> Document segment
These little bundles of joy are “Rona” WILD here too! Seriously, how can you help your children during this time? They are worried and concerned too! Each child will respond to this situation in their own unique way. Children and teens react partially on what they witness from the adults around them. When we deal with the COVID-19 calmly and confidently, we are able to provide the best support for our children. Parents need to be more reassuring when discussing the virus with children. Limiting social media when your child is having anxiety about this virus can be helpful. There is inaccurate and scary information flowing through the web right now that can amp up anxiety. Also, children may misinterpret what they hear or read online and can be anxious or scared about something they do not understand. Suggestions to help your children are: talk to your children on an age appropriate level about the facts, remind them they are safe at home, answer their questions, validate their feelings, let them know it is okay to feel however they feel, create a routine for them, and be a role model by taking care of yourself. A colleague of mine shared this free online book for children about COVID-19 recently that you can read to your children. https://www.mindheart.co/descargables?fbclid=IwAR2Sad-eT1KV0NbEAeV1N2RxS5z9zt8SyeElWALQhN8unhs-V3FOOVWFfsE
Making the Best of “Rona”
My all-time favorite coping skill is cognitive coping. This coping skill allows me to change negative thoughts into positives or neutrals to lessen strong negative emotions. Not long after my teenage fit 2 days ago, I saw a post of social media that helped me focus on the positives in this situation when I was unable to on my own. Some of these thoughts were: Our families are spending more time together. Siblings are playing together. We are cooking home cooked meals more. People are being more conscious of their health and hygiene. Money doesn’t seem to make the world go around (anymore). We have time to stop and smell the roses. People are being creative. Hectic schedules have slowed down for many of us.
We can focus on the negatives while we are quarantined and let “Rona” steal our joy and peace. However, I chose happiness, peace, and embracing this opportunity to regroup, get things done at home, connect with my children and husband, read books I have been too busy to pick up, and starting my blog that has been on my to do list for over a year now! I cannot promise I will not have a “moment” again if this crisis drags out for longer than anticipated but, I am going to TRY not to! All that any of us can do is TRY to make the best of this situation we were all thrown into headfirst so that we do not drown but, swim instead! Hopefully we will be able to say “BYE RONA” sooner than later!
Resource for Mental Health Support: Disaster Distress Hotline 1-800-985-5990 or text TalkWithUs to 66746.

> Records shown

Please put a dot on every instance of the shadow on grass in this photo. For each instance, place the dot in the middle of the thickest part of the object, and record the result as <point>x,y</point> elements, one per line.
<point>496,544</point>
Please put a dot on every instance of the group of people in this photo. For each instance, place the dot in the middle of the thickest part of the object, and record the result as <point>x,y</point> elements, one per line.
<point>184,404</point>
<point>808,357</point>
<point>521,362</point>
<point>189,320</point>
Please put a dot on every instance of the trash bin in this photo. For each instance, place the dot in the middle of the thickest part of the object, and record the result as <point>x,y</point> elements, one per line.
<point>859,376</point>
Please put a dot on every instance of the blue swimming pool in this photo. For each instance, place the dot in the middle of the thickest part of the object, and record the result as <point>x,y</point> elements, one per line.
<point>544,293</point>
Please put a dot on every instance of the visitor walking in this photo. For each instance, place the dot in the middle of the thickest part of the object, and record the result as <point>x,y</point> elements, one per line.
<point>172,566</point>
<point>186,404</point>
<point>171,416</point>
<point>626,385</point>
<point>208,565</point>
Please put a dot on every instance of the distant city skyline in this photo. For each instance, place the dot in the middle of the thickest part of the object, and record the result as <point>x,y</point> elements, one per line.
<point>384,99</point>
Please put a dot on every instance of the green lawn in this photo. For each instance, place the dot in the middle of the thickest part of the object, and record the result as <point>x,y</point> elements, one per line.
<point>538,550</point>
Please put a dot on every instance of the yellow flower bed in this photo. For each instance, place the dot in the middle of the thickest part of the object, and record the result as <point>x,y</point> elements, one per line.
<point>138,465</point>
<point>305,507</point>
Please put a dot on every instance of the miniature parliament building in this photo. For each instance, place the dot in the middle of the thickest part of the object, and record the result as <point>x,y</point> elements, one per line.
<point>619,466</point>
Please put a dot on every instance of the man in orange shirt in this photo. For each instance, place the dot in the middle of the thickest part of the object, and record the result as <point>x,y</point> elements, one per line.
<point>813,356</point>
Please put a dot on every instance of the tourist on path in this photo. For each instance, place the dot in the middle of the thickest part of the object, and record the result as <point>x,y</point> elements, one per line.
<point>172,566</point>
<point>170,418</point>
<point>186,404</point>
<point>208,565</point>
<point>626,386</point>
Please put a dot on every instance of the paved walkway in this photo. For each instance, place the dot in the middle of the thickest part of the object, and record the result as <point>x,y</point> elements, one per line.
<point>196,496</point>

> What you need to do
a – From the post on coping with COVID-19, write out the passage from "My all-time favorite" to "many of us." word for word.
b – Recast the paragraph of the post on coping with COVID-19 that begins "My all-time favorite coping skill" as a bulleted list, keeping its main facts.

> Responses for each task
a –
My all-time favorite coping skill is cognitive coping. This coping skill allows me to change negative thoughts into positives or neutrals to lessen strong negative emotions. Not long after my teenage fit 2 days ago, I saw a post of social media that helped me focus on the positives in this situation when I was unable to on my own. Some of these thoughts were: Our families are spending more time together. Siblings are playing together. We are cooking home cooked meals more. People are being more conscious of their health and hygiene. Money doesn’t seem to make the world go around (anymore). We have time to stop and smell the roses. People are being creative. Hectic schedules have slowed down for many of us.

b –
- My favorite coping skill is cognitive coping. It changes negative thoughts into positive or neutral ones to lessen strong negative emotions.
- Not long after my "teenage fit" two days ago, a social media post helped me focus on the positives. Its points were:
  - Families are spending more time together.
  - Siblings are playing together.
  - More home-cooked meals are being made.
  - People are more conscious of health and hygiene.
  - Money no longer seems to make the world go around.
  - There is time to stop and smell the roses.
  - People are being creative.
  - Hectic schedules have slowed down for many.